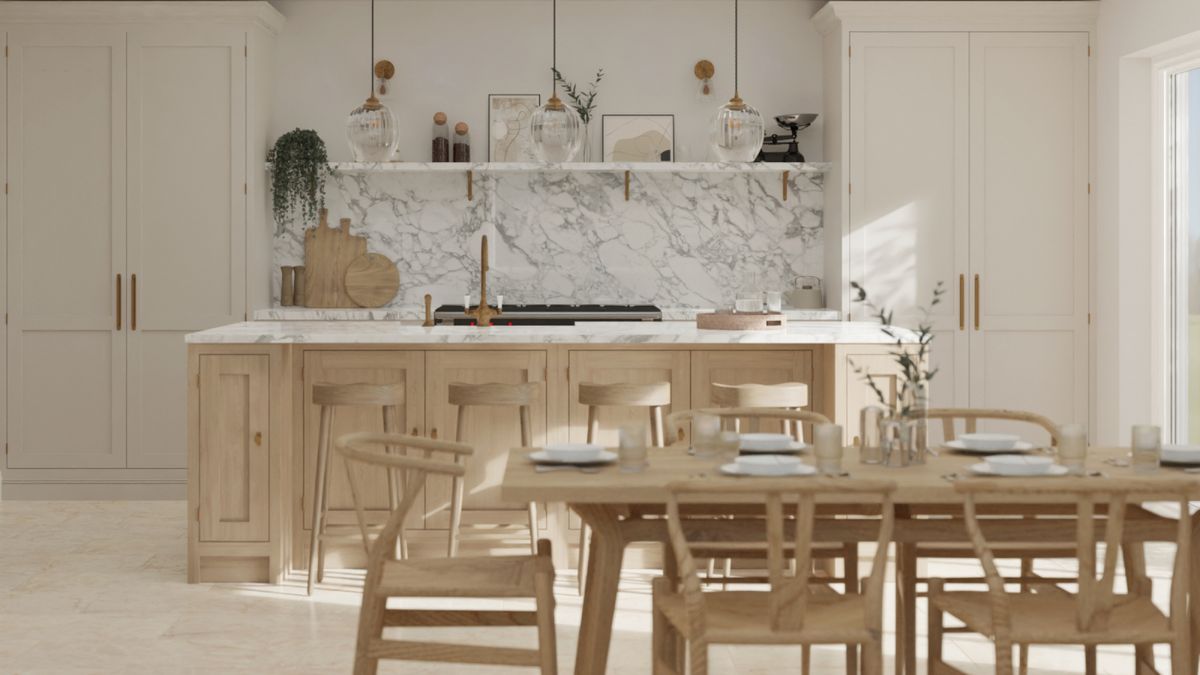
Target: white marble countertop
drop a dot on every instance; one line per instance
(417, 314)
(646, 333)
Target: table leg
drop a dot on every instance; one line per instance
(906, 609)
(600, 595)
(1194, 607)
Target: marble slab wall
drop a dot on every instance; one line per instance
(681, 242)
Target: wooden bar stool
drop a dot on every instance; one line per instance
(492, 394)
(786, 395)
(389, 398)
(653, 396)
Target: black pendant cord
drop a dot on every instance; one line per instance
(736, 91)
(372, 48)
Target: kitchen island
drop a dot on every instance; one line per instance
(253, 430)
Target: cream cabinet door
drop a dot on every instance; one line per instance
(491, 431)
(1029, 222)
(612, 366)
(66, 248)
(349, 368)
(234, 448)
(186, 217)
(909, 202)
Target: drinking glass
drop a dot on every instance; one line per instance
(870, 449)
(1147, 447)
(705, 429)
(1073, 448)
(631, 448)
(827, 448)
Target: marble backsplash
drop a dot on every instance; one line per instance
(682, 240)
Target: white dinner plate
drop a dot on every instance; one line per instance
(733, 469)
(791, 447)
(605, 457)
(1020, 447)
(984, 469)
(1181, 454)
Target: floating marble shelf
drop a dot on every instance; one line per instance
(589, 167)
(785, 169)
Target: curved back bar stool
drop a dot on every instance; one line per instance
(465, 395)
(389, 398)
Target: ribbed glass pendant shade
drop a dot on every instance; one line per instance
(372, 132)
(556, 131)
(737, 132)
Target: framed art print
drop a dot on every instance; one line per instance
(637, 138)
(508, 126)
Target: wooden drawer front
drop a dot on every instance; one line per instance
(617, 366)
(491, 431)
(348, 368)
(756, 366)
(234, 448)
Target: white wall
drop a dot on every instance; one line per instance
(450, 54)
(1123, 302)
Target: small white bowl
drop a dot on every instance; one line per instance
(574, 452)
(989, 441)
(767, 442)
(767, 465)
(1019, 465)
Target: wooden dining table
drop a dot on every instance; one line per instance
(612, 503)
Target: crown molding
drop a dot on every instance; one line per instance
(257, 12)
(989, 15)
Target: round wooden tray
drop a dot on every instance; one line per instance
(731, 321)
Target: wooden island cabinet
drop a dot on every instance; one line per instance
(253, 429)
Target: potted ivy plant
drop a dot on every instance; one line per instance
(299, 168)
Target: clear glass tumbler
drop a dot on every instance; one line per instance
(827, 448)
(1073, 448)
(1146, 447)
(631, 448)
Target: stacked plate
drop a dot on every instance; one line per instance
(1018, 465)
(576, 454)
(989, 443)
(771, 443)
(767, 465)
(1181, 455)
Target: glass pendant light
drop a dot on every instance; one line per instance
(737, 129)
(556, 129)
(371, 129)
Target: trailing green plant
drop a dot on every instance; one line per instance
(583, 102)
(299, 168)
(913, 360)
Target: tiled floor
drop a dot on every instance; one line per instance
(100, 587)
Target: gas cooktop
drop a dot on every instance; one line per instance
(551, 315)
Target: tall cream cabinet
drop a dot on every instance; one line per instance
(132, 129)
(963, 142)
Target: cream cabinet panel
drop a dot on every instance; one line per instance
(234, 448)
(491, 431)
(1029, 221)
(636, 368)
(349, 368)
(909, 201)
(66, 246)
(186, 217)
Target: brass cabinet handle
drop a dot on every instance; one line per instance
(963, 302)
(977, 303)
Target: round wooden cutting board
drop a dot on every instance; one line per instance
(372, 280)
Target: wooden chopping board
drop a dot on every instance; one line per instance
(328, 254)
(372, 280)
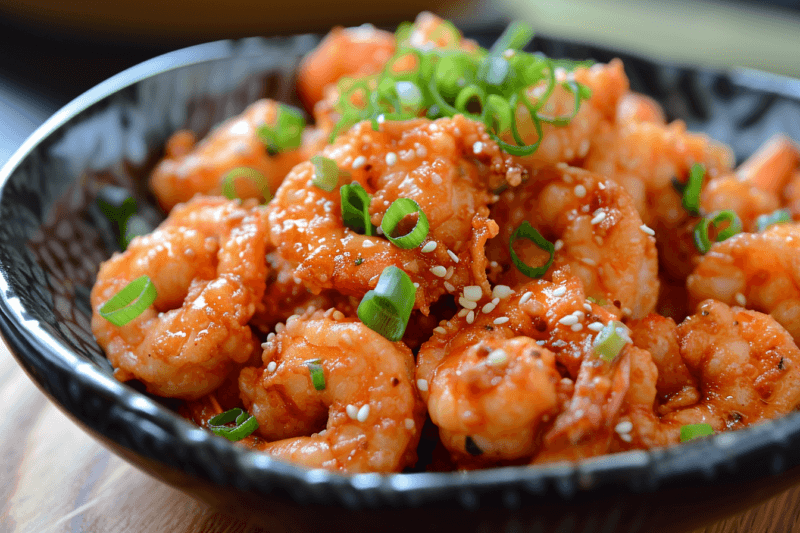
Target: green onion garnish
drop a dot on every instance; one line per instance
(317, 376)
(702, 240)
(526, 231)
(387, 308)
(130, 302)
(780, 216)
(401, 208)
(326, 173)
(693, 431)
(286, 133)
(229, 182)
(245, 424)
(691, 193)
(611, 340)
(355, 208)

==

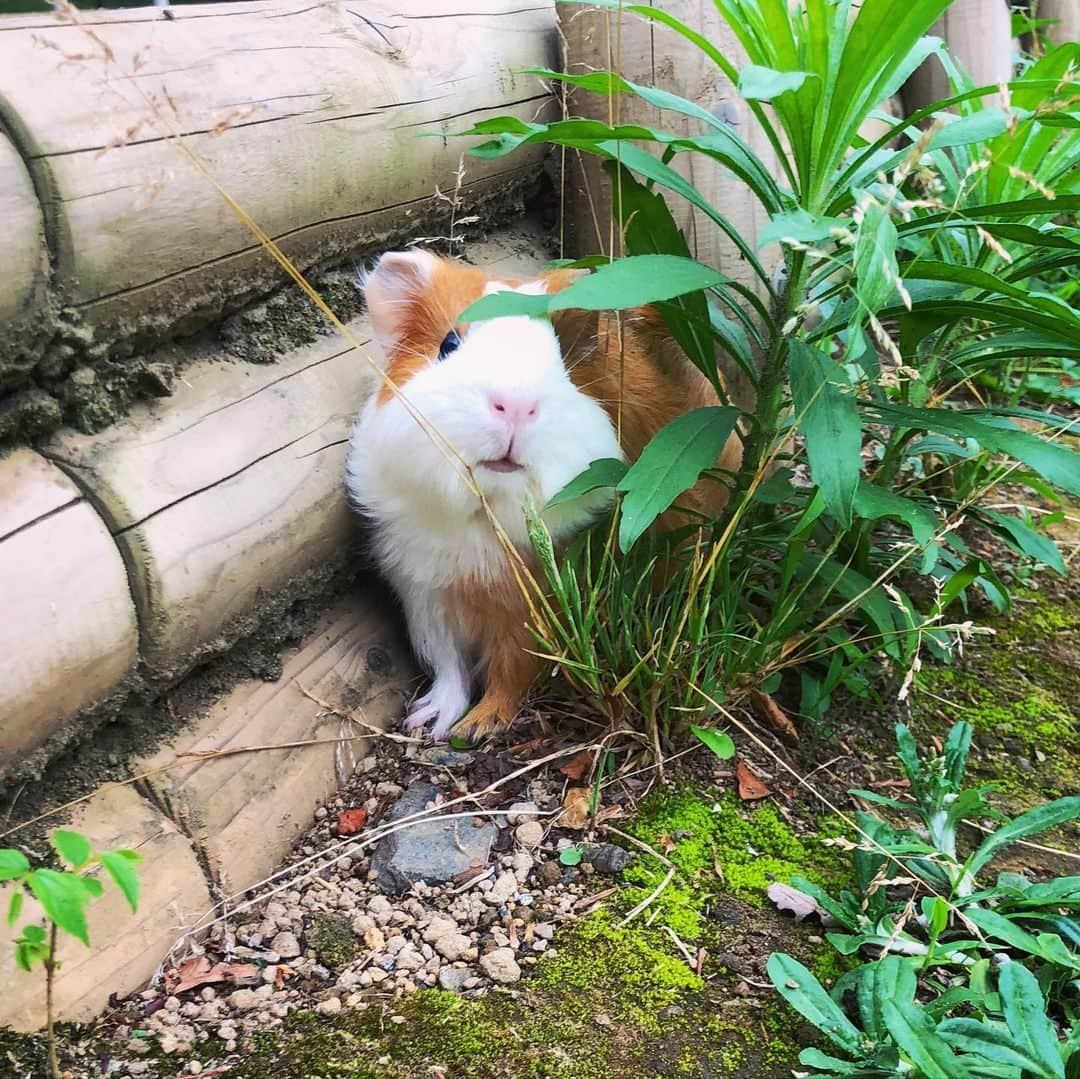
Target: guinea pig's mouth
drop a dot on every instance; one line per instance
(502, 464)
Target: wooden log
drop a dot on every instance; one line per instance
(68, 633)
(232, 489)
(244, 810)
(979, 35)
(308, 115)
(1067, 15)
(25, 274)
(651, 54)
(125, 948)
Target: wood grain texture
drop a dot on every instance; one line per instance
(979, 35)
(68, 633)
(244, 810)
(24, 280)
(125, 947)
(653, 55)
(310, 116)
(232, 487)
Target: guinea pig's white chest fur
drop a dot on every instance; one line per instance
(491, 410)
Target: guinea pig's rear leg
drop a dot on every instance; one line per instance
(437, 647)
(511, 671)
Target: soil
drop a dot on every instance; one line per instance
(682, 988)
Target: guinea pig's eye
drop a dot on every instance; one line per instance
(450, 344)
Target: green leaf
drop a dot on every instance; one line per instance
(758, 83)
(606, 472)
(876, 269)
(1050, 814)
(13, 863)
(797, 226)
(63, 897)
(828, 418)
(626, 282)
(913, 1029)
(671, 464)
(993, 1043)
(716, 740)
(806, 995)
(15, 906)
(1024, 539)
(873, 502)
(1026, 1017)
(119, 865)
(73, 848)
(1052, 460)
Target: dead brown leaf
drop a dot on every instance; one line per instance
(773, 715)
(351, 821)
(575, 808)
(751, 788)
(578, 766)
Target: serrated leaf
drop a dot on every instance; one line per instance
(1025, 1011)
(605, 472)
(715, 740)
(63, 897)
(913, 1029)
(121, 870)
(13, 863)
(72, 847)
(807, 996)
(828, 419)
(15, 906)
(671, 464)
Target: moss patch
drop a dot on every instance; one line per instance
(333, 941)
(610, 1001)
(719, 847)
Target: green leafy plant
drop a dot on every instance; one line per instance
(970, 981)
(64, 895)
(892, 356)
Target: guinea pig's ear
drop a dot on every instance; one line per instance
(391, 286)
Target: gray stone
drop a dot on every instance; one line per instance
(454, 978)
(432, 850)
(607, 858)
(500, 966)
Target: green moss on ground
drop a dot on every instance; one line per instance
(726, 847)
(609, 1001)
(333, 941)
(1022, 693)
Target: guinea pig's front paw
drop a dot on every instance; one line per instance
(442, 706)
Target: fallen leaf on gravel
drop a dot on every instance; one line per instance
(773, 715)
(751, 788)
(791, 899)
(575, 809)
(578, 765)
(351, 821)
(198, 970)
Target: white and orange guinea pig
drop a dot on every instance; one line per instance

...

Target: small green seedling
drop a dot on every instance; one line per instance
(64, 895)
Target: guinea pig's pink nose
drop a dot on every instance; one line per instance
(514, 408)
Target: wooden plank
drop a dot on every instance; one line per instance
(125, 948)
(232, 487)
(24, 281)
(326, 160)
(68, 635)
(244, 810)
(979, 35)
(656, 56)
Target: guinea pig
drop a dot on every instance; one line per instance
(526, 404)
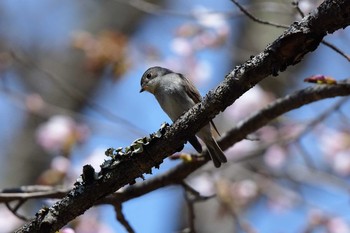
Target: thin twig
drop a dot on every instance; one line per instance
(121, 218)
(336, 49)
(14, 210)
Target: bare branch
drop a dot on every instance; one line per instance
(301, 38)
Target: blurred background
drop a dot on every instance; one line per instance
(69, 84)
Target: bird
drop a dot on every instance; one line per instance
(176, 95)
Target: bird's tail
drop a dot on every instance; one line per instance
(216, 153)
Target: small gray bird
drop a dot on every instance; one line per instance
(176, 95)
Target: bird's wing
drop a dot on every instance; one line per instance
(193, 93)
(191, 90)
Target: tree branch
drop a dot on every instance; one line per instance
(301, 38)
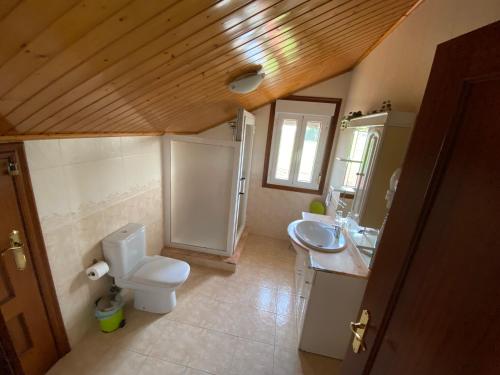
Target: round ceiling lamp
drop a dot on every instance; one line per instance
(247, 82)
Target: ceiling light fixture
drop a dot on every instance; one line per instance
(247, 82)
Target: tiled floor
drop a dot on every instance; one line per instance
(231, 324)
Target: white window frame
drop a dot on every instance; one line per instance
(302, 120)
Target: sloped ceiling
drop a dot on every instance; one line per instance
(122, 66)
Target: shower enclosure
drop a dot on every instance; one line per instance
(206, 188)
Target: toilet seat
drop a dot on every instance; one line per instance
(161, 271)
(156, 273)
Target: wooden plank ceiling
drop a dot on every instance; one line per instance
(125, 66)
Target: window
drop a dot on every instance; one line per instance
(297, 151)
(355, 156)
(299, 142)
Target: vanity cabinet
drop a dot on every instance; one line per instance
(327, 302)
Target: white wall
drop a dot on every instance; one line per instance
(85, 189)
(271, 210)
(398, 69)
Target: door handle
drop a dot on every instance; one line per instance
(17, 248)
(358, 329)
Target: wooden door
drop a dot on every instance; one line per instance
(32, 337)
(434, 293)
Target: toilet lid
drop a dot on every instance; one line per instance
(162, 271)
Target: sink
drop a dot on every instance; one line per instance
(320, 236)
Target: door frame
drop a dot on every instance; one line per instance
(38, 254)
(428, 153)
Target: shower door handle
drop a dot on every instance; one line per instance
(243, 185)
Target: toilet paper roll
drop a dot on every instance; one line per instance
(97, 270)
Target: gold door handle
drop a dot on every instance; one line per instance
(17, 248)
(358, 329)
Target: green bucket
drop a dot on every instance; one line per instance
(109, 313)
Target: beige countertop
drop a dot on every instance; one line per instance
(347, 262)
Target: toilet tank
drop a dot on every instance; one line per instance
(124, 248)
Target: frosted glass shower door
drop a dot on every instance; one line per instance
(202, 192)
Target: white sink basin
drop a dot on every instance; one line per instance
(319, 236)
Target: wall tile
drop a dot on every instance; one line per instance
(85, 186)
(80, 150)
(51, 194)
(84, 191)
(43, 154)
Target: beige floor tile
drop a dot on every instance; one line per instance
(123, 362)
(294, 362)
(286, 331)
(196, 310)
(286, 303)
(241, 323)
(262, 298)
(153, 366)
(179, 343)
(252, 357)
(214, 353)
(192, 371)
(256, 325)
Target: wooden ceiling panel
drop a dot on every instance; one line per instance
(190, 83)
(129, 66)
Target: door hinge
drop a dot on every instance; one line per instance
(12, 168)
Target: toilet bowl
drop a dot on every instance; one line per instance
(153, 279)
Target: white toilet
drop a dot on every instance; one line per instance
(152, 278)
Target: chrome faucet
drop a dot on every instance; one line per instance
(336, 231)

▶ Goal of the exercise
Format the part of the records that opens with the line containing "Target: drinking glass" and closes with the line containing "(1019, 465)" as a JSON list of strings, one string per line, with blank lines omitted.

▶ Answer to this exercise
[
  "Target: drinking glass",
  "drop a dot on every instance; one line per instance",
  "(870, 449)",
  "(1147, 447)",
  "(705, 429)",
  "(1073, 448)",
  "(631, 448)",
  "(827, 448)",
  "Target: marble backsplash",
  "drop a dot on every instance; one line per instance",
  "(682, 240)",
  "Target: white dinner plate",
  "drop a dot on every instance; one line per instance",
  "(733, 469)",
  "(791, 447)",
  "(605, 457)",
  "(1020, 447)",
  "(984, 469)",
  "(1181, 454)",
  "Target: floating marble shelf",
  "drop a dot on every instance; one line per instance",
  "(589, 167)",
  "(785, 169)",
  "Target: curved back bar stool",
  "drop a dot on every instance; one line per instance",
  "(465, 395)",
  "(389, 398)",
  "Target: ribbed glass pendant shade",
  "drop a dot on every instance; one line per instance",
  "(372, 132)",
  "(556, 131)",
  "(737, 132)",
  "Target: framed art print",
  "drop a dot on every instance; one line per instance",
  "(637, 138)",
  "(508, 126)",
  "Target: wooden drawer front",
  "drop a dot on every instance; one line per instance",
  "(617, 366)",
  "(491, 431)",
  "(348, 368)",
  "(756, 366)",
  "(234, 448)",
  "Target: white wall",
  "drop a dot on every instance; one line per instance",
  "(450, 54)",
  "(1123, 302)",
  "Target: small white bowl",
  "drop a dot on every instance; one line per instance",
  "(574, 452)",
  "(989, 441)",
  "(767, 442)",
  "(767, 465)",
  "(1019, 465)"
]